▶ _WHAT THE EXERCISE ASKS_: Repeat only the lines from the one holding "form [(53, 345)]." down to the last line of the listing below, including both of those lines.

▶ _STORED DATA_:

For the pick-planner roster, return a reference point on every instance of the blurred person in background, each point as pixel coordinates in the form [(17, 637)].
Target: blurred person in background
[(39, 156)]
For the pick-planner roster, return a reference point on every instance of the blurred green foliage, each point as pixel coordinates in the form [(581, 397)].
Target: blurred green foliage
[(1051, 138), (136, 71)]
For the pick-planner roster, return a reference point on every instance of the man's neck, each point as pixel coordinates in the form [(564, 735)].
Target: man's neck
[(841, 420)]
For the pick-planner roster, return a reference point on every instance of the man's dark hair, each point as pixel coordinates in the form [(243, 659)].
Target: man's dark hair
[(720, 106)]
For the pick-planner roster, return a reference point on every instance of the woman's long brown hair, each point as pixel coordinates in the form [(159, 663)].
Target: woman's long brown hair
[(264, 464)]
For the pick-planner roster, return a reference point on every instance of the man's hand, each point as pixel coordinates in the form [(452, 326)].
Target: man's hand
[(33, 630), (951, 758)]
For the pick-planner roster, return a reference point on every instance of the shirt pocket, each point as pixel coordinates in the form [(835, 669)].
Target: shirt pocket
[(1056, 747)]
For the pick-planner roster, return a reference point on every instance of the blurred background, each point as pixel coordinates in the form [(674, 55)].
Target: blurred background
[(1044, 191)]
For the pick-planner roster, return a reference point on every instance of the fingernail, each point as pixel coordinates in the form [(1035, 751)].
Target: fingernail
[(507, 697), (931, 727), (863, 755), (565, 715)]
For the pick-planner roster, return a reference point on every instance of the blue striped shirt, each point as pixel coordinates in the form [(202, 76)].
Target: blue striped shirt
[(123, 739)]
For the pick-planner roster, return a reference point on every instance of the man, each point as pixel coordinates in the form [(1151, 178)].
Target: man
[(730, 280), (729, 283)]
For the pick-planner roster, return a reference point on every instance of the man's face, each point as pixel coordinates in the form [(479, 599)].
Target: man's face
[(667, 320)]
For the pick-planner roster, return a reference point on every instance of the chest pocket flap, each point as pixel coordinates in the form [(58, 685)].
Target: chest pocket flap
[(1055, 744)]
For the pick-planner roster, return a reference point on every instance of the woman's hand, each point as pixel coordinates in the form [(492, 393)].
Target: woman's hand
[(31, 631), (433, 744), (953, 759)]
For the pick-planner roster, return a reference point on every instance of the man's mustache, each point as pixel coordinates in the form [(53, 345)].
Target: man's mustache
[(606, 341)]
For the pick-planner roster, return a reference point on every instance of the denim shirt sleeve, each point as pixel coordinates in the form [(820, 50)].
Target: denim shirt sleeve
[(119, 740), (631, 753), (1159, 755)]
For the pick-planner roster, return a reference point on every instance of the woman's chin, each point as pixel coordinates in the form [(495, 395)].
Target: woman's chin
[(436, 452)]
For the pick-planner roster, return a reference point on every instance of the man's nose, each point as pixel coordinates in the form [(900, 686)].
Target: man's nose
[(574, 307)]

▶ _REPLY_:
For the pick-planner roster, return a reference point on every instance of the man's mustache, each point as pixel coordinates in the form [(53, 345)].
Target: man's mustache
[(606, 341)]
For the pick-planner roster, return a reference point on every instance of the denim shirt sleeve, each point as pixel coordinates in the form [(820, 50)].
Target: denim shirt sleeve
[(119, 740), (631, 753), (1159, 755)]
For the pick-planner roster, return a reference point on every instance of the woman's chin, each point as pixel coordinates in the form [(495, 395)].
Target: woman's chin
[(436, 452)]
For the pick-planner roster, return a reference point on every instance of the man's nose, each point as pixel coordinates in the form [(900, 686)].
Target: man's nose
[(574, 307)]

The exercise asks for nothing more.